Image-grounded pointing data
[Start of section]
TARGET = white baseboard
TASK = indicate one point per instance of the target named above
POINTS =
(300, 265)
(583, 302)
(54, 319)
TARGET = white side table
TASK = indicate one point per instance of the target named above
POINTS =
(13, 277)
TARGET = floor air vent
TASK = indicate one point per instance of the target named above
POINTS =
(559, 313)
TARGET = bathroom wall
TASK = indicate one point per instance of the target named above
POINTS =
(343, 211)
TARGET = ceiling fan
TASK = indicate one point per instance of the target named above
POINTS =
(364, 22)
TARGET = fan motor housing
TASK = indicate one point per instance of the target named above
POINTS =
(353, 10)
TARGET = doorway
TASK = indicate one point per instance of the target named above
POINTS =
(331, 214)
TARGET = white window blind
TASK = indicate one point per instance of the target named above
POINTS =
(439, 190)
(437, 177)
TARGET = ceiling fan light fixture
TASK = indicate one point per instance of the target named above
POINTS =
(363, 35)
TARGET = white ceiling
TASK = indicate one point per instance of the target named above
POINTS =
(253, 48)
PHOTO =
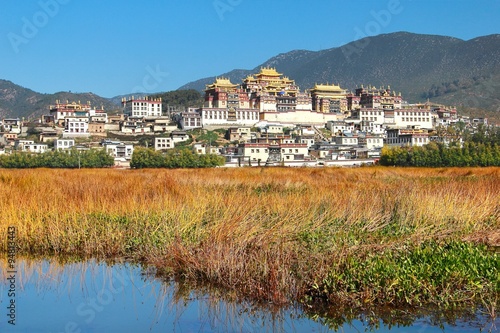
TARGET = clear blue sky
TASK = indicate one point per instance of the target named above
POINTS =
(111, 47)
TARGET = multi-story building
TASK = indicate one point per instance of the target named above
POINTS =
(61, 110)
(376, 98)
(12, 125)
(61, 144)
(163, 143)
(35, 148)
(190, 120)
(407, 137)
(76, 125)
(142, 107)
(272, 152)
(118, 149)
(134, 125)
(417, 118)
(20, 143)
(270, 91)
(328, 98)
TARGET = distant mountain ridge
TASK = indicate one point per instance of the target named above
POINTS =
(19, 102)
(468, 72)
(443, 69)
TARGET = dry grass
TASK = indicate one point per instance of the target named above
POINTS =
(269, 233)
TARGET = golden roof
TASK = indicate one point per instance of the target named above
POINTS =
(221, 82)
(328, 87)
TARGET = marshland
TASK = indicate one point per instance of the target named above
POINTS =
(362, 238)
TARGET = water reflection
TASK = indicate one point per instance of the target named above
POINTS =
(74, 295)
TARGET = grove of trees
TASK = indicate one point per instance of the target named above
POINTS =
(481, 148)
(175, 158)
(93, 158)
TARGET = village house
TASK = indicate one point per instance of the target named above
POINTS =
(76, 126)
(7, 138)
(163, 143)
(118, 149)
(142, 107)
(60, 111)
(407, 137)
(61, 144)
(12, 125)
(238, 134)
(20, 143)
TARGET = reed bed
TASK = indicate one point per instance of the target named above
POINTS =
(276, 234)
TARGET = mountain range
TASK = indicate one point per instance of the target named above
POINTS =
(442, 69)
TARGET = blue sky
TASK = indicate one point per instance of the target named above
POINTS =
(111, 47)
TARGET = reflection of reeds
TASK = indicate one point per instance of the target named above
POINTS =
(270, 234)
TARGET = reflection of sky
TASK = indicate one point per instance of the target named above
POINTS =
(91, 297)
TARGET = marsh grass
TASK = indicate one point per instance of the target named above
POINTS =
(272, 234)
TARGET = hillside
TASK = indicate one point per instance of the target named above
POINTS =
(17, 101)
(415, 64)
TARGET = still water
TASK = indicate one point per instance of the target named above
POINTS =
(92, 296)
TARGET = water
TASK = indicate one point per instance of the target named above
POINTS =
(93, 296)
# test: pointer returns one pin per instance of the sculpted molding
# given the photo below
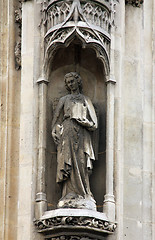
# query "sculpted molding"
(17, 50)
(135, 3)
(44, 225)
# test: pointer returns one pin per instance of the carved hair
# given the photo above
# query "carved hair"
(77, 77)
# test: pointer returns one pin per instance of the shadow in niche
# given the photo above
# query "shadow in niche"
[End of section]
* [Your instructions]: Show all lines above holding the word "water".

* [Expected answer]:
TARGET = water reflection
TARGET = still water
TARGET = water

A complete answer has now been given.